§ 指示内容 A:
記録のうち、「Where can the watercolor」を含む行から記録の末尾までを、両端の行も含めて一字一句変えずに打ち直してもらえますか？

§ 抜粋本文:
---+---
第239回例会「訂正可能性と死」
発表者はふかくさ。会場は西新宿。2023年11月4日土曜日。参加者は300名。
ふかくさ「東はサイエンスにおける〝反証可能性〟と並べて〝訂正可能性〟を提示してもいる。それはおそらく単に語呂がいいからであるに過ぎないとしても、言葉の上で既にズレがある。というのも、特定の客観的主張に対する〝反証可能性〟と、我々が主体的に、あるいは当事者性を伴っておこなう発話行為に対する〝訂正可能性〟とは異なるからである。この違いは〝可能性〟という単語に由来していて、可能性は客観的可能性(=あり得る)をさすだけではなく、〝できる〟(意図すれば必ず成し遂げる)という意味もさしてしまうからである。だから、〝訂正可能性〟はどうしても実践的かつ自由意志的な意味を持ってしまい、そこに〝責任〟や各論が絡んでしまう。今回の例会でもあきらかになり、目立ったのはそうした客観的に評論家的に哲学者的に傍観者的にクールにキメられない側面であった」
---+---
[データ一覧]

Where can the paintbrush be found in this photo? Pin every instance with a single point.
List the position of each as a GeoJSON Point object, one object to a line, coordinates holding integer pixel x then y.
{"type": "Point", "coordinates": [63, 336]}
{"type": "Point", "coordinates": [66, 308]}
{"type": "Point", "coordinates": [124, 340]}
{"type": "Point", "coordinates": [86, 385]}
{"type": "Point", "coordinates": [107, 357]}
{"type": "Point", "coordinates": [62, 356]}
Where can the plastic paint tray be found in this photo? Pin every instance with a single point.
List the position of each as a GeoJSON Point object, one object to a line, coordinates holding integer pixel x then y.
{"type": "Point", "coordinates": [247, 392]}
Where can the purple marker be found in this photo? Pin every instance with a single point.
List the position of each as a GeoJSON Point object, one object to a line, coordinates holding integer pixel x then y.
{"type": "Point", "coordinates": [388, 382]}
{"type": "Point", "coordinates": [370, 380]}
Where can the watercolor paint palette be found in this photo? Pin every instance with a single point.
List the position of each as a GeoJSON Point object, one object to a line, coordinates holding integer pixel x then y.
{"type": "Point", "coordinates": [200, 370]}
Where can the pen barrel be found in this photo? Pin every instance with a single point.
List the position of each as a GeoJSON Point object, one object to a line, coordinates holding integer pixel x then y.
---+---
§ 指示内容 B:
訂正可能性をめぐる例会の報告文を、最後の文のあとから書き継いでもらえますか？

§ 回答 A:
Where can the watercolor paint palette be found in this photo? Pin every instance with a single point.
List the position of each as a GeoJSON Point object, one object to a line, coordinates holding integer pixel x then y.
{"type": "Point", "coordinates": [200, 370]}
Where can the pen barrel be found in this photo? Pin every instance with a single point.
List the position of each as a GeoJSON Point object, one object to a line, coordinates holding integer pixel x then y.

§ 回答 B:
ばぶ太郎 発表をローティ流プラグマティズム的に聞いた。訂正する力と歴史修正主義の対比の一つとして、穏健派と過激派というのがあったが、リチャードローティ風にいえばアイロニーの有無になると思う。慎みつつ、いかに奇跡が起きて物語を獲得していくか。これには物語の記述が不可欠であり、この記述に用いられるボキャブラリーをアイロニーでもって更新(つまり訂正)し続けることをローティは提唱している。が、ローティによるアイロニーとは公私を区別することでもあるが、現に公と私は簡単に分けることができるものではないという批判ができ、むしろ(公に対する)私を再考することを千葉雅也氏は提唱している。過激派のいいとこどりもありかと思う。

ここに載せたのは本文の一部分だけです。